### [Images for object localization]
----------

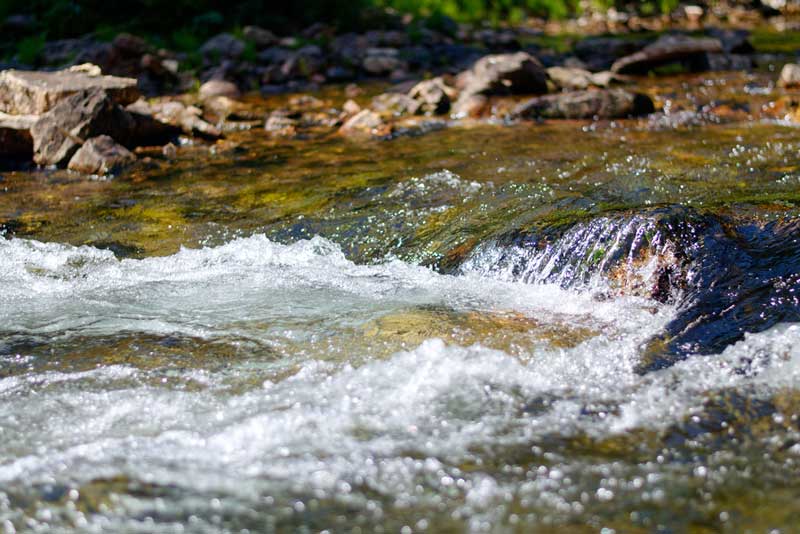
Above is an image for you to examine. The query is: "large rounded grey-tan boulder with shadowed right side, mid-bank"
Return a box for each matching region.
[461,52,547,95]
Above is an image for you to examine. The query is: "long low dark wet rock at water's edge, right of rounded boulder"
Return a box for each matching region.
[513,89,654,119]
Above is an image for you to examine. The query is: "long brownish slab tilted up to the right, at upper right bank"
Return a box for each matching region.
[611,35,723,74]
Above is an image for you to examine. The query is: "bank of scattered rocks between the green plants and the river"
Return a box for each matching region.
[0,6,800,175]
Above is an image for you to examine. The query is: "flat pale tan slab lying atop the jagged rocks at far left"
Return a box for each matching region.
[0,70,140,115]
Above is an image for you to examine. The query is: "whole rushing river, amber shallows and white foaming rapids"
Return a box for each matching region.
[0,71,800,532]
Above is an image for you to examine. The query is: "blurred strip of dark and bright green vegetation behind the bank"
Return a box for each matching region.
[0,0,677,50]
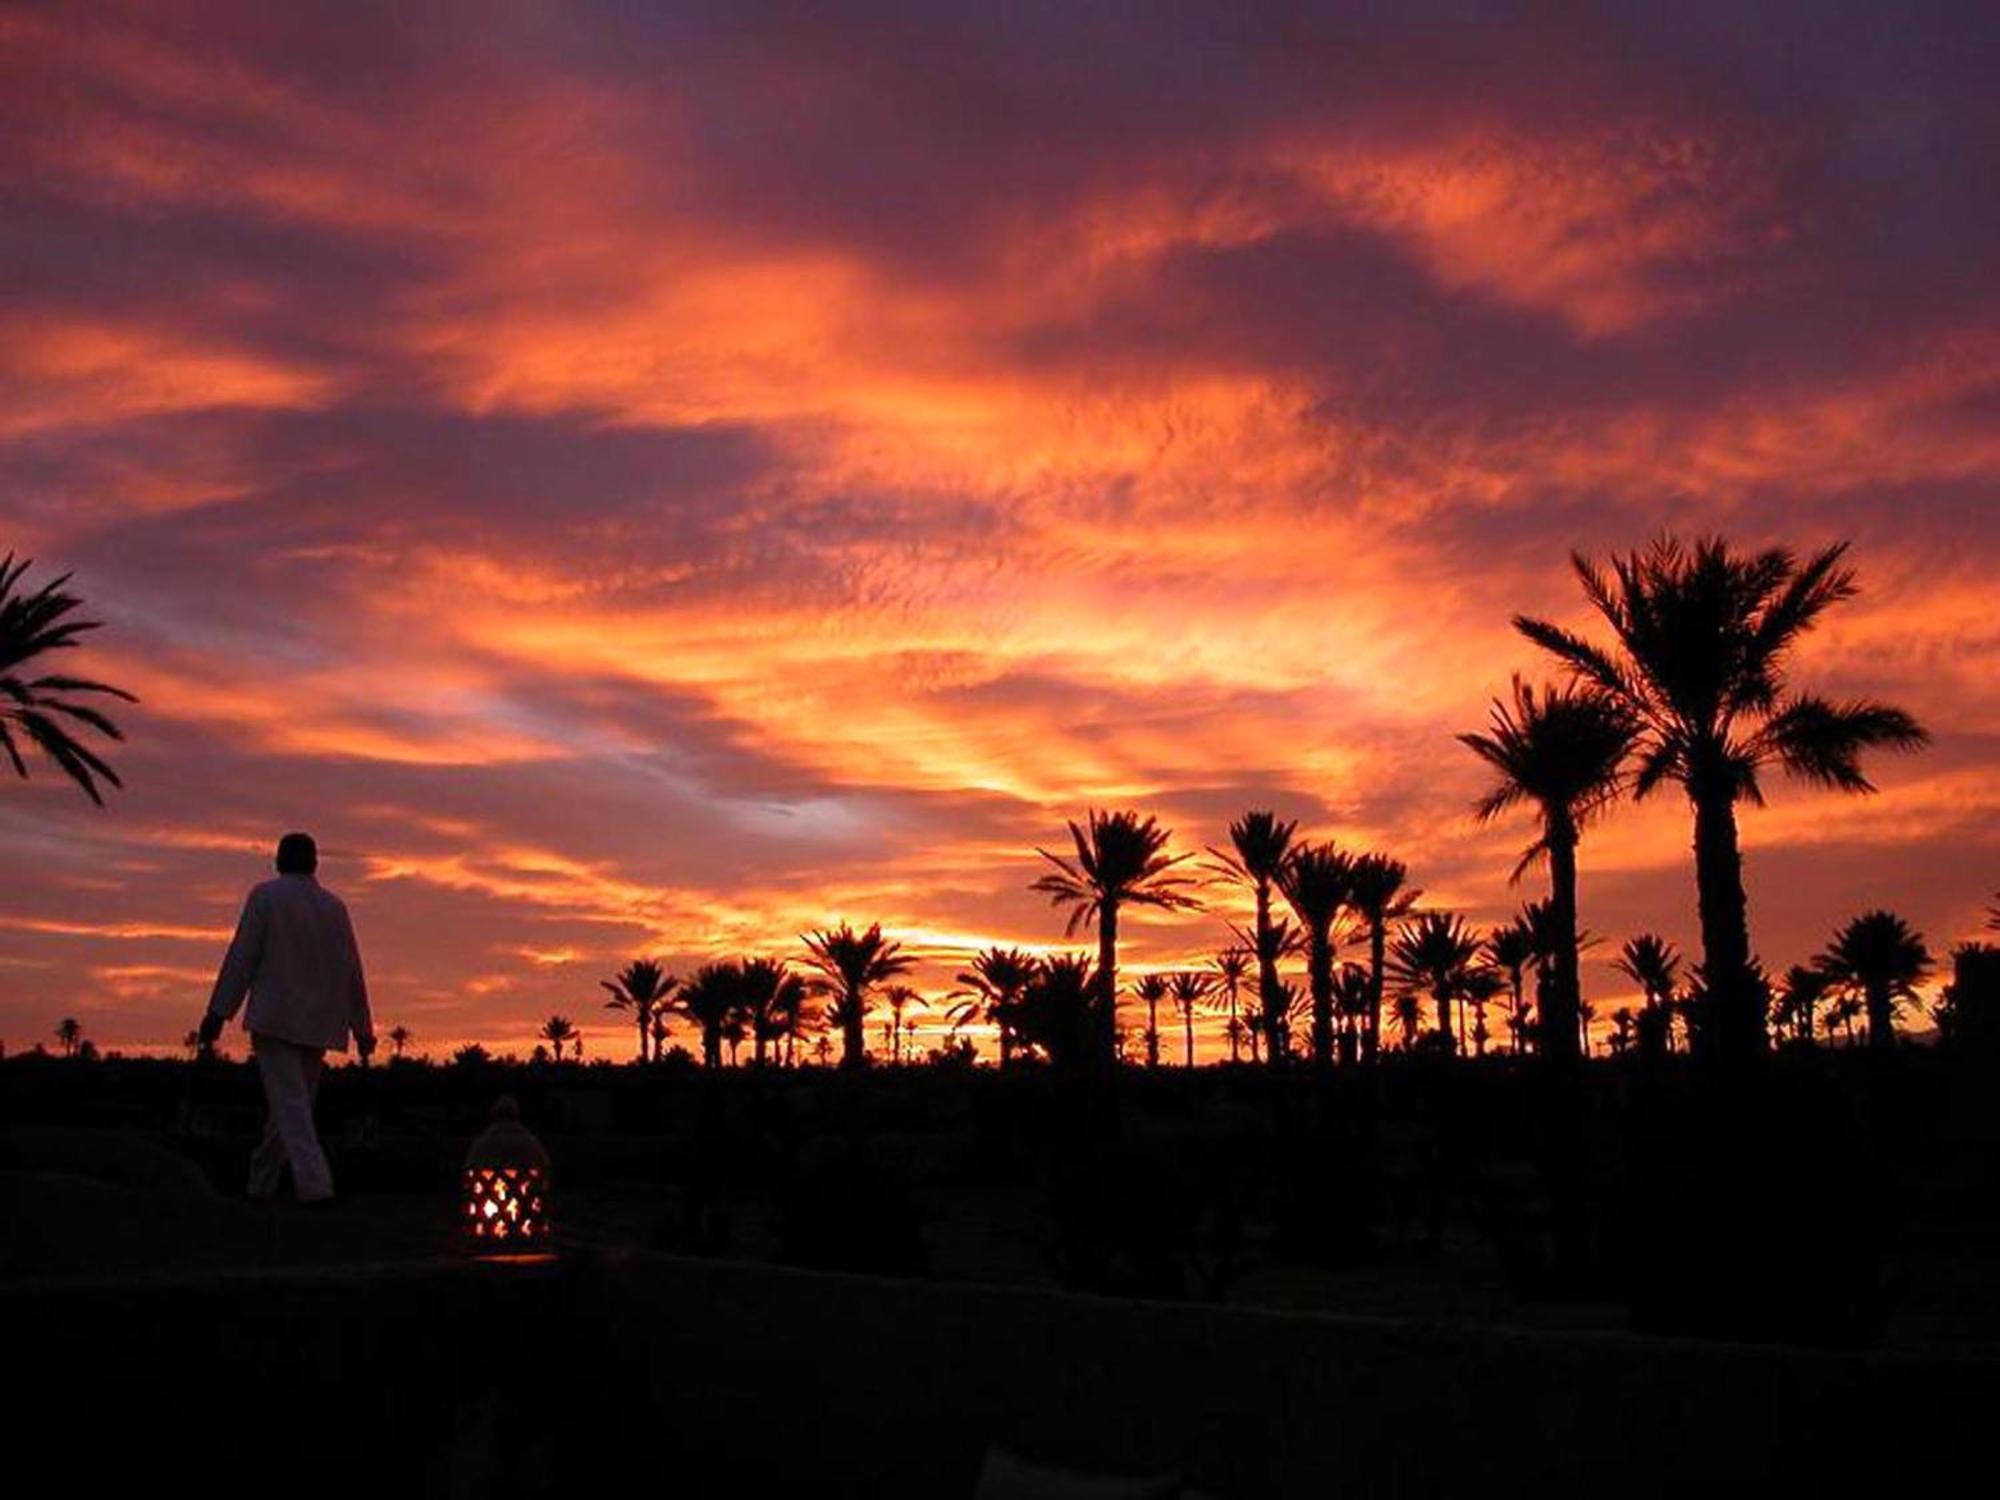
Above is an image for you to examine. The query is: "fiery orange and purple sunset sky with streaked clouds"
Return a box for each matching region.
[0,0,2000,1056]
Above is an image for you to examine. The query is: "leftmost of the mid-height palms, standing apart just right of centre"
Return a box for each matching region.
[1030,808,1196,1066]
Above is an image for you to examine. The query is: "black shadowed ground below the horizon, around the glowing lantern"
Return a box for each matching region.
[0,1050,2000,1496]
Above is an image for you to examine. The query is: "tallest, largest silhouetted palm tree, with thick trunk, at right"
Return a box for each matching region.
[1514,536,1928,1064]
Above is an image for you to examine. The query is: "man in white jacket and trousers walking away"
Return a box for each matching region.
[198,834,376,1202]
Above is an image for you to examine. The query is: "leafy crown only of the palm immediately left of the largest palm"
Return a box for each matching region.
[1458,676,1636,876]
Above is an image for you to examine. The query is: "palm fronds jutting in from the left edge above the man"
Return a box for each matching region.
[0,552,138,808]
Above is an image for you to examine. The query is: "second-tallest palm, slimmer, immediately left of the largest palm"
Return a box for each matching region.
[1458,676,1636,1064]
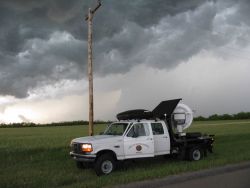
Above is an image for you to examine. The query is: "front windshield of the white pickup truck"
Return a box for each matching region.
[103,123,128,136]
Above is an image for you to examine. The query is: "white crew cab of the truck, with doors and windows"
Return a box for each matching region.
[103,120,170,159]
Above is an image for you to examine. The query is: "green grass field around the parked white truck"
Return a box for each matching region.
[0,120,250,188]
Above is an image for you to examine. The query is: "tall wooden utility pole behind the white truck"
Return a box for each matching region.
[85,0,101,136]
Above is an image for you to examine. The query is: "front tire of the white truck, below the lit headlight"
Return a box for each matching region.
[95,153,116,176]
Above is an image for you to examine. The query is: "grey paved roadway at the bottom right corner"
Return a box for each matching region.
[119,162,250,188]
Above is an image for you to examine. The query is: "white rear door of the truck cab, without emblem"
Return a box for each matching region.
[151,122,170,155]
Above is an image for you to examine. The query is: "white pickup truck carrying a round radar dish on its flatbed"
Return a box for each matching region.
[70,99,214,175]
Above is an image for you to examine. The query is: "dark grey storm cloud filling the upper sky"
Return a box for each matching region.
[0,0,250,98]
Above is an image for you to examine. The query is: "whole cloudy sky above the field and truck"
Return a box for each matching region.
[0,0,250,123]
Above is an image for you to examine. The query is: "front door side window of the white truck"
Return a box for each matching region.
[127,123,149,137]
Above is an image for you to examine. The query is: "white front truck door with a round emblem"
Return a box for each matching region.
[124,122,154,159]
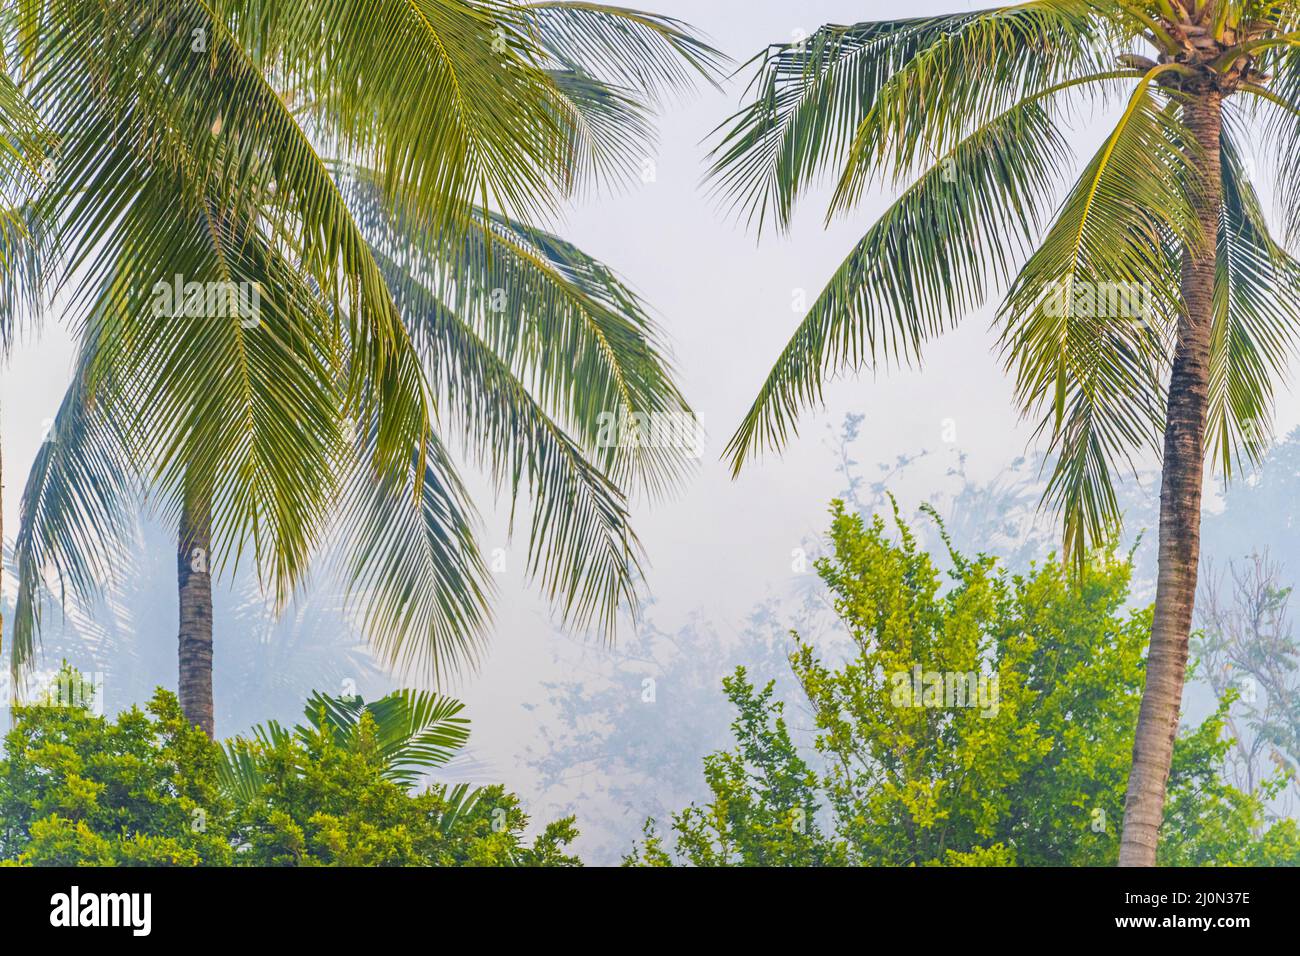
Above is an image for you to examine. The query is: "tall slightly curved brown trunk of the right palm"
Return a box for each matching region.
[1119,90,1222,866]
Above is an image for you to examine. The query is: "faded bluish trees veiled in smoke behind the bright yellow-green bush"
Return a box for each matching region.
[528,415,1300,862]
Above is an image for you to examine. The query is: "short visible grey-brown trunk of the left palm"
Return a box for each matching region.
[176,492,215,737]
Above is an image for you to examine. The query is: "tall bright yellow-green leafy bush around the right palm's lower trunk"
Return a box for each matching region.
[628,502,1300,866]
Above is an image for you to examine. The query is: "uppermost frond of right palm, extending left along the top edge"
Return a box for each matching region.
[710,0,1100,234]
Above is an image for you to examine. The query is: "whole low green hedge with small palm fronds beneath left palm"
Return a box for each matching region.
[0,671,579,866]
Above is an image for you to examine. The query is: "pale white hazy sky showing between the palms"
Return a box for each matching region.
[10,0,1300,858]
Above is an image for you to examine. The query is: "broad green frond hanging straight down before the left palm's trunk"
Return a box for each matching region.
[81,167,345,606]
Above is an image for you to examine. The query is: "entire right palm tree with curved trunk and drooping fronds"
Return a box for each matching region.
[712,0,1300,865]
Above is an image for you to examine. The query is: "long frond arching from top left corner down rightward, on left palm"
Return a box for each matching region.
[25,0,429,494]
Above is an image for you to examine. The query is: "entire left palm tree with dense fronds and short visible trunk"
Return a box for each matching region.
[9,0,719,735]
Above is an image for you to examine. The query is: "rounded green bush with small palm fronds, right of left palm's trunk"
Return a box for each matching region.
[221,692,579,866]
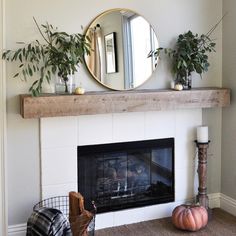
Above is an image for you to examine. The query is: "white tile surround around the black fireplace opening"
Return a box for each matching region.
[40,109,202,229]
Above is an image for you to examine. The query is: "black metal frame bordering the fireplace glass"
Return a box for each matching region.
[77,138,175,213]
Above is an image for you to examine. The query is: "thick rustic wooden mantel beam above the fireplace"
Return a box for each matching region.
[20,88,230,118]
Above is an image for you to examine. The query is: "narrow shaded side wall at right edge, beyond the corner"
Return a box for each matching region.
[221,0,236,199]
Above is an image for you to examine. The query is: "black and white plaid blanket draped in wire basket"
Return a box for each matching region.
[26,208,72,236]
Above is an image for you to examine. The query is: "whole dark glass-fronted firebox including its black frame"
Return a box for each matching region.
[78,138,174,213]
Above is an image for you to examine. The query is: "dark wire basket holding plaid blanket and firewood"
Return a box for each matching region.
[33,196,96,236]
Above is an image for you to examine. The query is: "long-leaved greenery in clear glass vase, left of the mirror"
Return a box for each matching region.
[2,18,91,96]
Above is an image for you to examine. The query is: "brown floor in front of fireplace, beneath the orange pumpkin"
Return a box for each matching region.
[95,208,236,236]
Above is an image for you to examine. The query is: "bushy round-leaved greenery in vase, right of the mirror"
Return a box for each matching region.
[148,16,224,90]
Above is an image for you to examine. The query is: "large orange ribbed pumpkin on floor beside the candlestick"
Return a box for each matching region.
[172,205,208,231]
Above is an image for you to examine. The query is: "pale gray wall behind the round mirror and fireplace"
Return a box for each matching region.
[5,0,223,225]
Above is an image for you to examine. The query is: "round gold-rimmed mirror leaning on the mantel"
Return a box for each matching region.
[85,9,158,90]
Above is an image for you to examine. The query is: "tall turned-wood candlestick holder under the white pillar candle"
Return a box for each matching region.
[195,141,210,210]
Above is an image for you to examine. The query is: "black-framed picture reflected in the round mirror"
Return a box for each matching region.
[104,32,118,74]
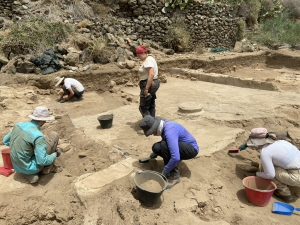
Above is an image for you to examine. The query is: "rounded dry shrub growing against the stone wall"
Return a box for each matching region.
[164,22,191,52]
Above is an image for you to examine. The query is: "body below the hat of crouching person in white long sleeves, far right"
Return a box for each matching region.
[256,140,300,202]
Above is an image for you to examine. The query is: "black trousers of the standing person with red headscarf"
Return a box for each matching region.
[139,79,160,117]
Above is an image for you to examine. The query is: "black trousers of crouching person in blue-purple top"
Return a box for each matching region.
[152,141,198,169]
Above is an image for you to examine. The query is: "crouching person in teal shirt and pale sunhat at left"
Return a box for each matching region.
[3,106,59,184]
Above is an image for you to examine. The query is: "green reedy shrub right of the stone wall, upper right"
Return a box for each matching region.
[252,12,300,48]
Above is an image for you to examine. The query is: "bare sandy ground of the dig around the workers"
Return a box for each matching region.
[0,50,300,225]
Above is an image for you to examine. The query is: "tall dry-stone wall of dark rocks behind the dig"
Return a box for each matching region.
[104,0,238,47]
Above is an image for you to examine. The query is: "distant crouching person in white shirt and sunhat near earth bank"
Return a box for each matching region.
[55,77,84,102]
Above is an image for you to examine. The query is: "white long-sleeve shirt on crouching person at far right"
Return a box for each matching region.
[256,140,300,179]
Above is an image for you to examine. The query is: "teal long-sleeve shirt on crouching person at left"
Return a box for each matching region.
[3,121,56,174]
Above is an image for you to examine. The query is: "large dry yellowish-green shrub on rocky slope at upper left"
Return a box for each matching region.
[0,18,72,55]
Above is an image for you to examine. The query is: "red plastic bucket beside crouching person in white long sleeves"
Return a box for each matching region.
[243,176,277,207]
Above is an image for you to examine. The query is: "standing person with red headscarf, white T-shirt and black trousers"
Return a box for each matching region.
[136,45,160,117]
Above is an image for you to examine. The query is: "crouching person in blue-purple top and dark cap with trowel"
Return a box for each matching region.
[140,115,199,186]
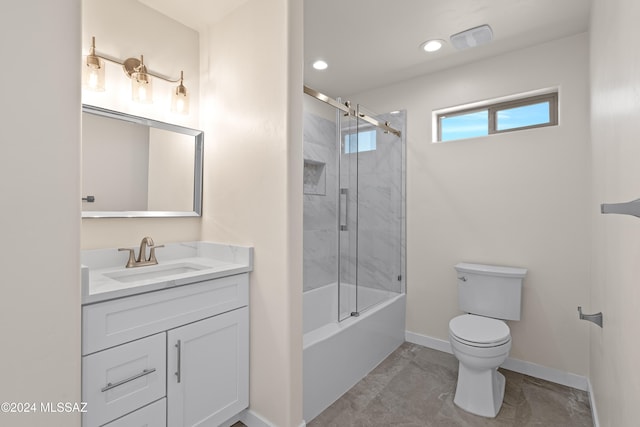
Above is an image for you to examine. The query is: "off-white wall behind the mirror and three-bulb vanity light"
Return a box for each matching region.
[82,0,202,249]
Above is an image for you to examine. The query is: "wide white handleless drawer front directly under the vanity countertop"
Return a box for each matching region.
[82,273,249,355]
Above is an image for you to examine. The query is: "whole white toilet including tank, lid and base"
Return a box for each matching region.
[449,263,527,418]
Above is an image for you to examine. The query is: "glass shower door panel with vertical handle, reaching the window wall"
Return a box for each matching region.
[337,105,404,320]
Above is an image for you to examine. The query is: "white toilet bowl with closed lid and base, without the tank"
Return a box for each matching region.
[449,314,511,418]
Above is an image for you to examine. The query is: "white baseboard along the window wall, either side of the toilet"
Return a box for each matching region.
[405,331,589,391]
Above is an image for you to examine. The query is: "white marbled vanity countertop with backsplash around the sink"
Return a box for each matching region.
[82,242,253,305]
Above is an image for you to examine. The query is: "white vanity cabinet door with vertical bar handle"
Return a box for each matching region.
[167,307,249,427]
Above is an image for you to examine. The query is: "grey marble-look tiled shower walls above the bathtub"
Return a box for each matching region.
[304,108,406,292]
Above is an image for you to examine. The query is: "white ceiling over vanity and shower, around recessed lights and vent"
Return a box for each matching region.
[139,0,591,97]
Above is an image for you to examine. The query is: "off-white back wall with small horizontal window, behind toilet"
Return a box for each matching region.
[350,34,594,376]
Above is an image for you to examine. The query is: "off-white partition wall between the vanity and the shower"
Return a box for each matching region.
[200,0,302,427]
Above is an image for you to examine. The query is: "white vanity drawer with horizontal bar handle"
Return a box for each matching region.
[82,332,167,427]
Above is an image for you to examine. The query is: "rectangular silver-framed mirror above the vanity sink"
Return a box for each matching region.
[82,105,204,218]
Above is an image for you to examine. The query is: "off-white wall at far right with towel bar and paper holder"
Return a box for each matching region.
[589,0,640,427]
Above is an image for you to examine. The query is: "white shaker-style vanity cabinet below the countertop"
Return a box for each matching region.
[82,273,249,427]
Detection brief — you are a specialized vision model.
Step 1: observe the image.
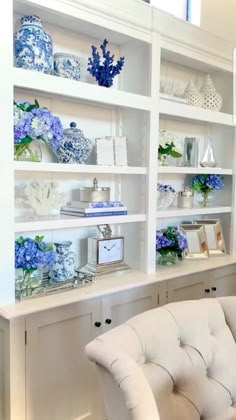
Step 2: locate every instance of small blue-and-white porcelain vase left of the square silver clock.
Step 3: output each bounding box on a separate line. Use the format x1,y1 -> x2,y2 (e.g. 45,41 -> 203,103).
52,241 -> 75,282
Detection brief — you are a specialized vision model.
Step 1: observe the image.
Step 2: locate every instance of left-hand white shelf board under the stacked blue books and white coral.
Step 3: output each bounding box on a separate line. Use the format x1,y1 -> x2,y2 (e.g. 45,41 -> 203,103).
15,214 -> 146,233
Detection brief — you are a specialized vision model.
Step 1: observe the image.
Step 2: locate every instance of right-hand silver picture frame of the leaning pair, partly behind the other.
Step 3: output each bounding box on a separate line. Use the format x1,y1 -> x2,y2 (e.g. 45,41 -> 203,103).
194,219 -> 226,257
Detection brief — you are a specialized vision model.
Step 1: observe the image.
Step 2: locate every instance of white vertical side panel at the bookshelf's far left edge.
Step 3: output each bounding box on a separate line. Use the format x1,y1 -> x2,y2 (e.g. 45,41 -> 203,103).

----------

### [EXERCISE REQUIREMENTS]
Pictures are to be left out while the lines from the beginning of the records through the line with "of scattered rocks" are copied word for word.

### [SOLUTION]
Above is an image for you to examine. The query is: "large rounded grey-tan boulder with shadowed right side, mid-bank"
Return a box for each matching region.
[461,52,547,95]
Above is an image for you to examine. The query is: "long low dark wet rock at water's edge, right of rounded boulder"
Return a box for each matching region.
[513,89,654,119]
Above is an image for you to examine. The query is: "long brownish slab tilted up to the right, at upper right bank"
Return a box for each matching region.
[611,35,723,74]
Above is an image for you to examine. The query is: "bank of scattered rocks between the green plants and the river"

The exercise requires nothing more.